**WHAT YOU HAVE TO DO**
Print, in exact form, the lines below from the one containing "the camera strap" through the one containing "Indicate the finger", and omit all others.

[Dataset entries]
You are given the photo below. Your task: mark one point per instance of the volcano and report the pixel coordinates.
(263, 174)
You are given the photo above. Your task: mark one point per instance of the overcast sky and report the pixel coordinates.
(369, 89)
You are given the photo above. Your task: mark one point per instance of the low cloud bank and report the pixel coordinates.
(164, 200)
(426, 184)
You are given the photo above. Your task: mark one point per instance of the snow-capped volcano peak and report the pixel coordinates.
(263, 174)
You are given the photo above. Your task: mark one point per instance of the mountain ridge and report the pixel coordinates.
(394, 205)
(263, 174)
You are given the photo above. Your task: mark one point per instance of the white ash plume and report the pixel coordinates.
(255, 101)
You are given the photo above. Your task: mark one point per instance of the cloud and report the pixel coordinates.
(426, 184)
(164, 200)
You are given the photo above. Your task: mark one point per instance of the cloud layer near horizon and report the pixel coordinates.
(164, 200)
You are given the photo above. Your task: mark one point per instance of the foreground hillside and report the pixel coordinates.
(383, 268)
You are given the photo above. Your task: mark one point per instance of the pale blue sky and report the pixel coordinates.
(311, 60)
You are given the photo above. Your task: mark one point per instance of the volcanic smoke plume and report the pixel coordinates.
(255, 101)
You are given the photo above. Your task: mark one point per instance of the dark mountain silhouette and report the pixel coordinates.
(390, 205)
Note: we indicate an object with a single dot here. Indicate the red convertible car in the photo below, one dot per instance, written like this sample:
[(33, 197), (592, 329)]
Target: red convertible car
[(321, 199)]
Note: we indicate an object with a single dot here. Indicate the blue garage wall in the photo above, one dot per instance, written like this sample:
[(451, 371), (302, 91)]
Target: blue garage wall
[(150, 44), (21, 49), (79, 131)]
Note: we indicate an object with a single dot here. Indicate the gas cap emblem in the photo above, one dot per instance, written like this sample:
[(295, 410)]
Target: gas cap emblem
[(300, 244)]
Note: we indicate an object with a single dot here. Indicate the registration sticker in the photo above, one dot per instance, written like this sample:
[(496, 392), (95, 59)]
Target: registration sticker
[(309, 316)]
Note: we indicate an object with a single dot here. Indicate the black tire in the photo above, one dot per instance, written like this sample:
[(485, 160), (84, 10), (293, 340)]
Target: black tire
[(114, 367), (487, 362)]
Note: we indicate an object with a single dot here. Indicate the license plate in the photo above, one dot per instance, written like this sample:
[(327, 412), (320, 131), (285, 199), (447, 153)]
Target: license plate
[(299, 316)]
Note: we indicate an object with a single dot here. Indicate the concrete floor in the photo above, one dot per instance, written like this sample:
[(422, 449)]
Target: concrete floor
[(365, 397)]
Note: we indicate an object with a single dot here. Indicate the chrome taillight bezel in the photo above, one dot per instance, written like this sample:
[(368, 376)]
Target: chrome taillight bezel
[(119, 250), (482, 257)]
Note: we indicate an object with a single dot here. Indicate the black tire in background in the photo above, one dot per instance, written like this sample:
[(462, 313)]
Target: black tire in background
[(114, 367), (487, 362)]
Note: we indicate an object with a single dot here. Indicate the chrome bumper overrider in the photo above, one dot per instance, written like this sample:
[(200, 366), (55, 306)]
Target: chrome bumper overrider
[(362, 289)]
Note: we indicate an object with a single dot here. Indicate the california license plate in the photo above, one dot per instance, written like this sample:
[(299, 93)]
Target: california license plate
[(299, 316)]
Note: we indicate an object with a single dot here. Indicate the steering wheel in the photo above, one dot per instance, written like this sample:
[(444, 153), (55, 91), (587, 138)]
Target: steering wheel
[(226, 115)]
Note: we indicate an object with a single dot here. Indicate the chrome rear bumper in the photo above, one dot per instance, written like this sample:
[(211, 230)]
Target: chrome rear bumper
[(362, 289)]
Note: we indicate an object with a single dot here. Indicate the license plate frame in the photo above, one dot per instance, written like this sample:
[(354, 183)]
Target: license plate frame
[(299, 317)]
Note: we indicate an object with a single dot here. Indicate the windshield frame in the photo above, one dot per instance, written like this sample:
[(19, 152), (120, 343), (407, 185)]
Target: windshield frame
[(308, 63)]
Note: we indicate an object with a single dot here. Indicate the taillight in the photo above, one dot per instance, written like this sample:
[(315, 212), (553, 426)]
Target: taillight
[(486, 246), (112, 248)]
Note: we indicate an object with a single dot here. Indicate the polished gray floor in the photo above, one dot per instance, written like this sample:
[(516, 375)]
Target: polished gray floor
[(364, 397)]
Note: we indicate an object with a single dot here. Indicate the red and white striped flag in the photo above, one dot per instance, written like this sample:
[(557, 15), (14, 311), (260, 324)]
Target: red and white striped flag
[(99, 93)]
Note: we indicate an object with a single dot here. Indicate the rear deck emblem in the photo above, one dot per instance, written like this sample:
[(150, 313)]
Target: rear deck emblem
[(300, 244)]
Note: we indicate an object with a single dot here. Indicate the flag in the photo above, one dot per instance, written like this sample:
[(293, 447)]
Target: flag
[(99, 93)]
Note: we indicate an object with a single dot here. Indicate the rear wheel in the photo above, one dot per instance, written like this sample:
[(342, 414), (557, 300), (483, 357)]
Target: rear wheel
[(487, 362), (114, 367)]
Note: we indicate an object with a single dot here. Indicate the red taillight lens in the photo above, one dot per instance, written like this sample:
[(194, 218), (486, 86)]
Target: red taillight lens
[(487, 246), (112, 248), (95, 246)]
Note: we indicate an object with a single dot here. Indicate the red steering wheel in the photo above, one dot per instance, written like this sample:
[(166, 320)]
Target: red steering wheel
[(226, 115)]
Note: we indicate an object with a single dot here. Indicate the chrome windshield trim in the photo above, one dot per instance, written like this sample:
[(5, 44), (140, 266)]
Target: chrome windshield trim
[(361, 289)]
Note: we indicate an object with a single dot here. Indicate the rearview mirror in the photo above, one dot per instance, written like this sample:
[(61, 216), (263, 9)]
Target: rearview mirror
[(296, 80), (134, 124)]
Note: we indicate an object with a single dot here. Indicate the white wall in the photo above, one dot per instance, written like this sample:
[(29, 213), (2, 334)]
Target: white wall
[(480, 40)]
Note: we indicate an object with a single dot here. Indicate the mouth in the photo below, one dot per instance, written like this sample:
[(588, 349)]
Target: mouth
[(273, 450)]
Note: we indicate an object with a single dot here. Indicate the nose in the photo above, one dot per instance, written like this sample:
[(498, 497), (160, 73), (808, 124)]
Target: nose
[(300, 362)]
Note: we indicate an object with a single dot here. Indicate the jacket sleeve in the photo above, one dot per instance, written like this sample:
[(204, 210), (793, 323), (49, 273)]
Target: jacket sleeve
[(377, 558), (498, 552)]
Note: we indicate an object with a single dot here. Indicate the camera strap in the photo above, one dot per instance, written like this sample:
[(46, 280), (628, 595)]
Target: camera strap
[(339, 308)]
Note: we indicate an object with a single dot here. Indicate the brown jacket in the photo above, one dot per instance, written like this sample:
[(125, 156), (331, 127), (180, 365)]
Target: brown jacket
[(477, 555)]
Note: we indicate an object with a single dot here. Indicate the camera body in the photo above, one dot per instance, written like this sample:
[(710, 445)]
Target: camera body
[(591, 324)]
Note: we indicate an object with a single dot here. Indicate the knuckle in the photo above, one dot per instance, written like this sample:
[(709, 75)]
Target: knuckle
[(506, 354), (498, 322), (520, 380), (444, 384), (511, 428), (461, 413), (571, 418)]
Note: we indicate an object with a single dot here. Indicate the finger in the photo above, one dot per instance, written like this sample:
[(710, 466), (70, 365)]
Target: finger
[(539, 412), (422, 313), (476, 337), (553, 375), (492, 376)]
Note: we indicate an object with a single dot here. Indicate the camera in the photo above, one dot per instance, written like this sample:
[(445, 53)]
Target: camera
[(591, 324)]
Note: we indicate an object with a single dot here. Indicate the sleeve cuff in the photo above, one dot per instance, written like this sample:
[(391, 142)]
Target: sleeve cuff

**RESPONSE TO THIS TASK**
Note: we indicate an object with a single dot here. Indicate the camera strap in the photo above, one dot per instance, written like this sample:
[(46, 280), (628, 595)]
Target: camera strap
[(339, 308)]
Note: we indicate an object with a single dot here. Indicate the brown jacket in the photo above, one dot per instance, written like this sample:
[(125, 156), (331, 127), (180, 365)]
Target: brown jacket
[(477, 555)]
Note: we indicate an object with a single dot here. Indicate the camera body in the photo above, one dot per instance, written like this sample:
[(710, 445)]
Target: camera body
[(591, 324)]
Note: we indicate an object with a single dot here. Indicate the knuckle in the photo above, one dot per instance, written like this sample:
[(709, 75)]
Target: knuckle
[(506, 354), (498, 322), (520, 380), (444, 384), (511, 428), (461, 413), (571, 418)]
Note: we indicate an object with a single dot here. Indicate the finger in the photo above, one dot per instance, written like this sample:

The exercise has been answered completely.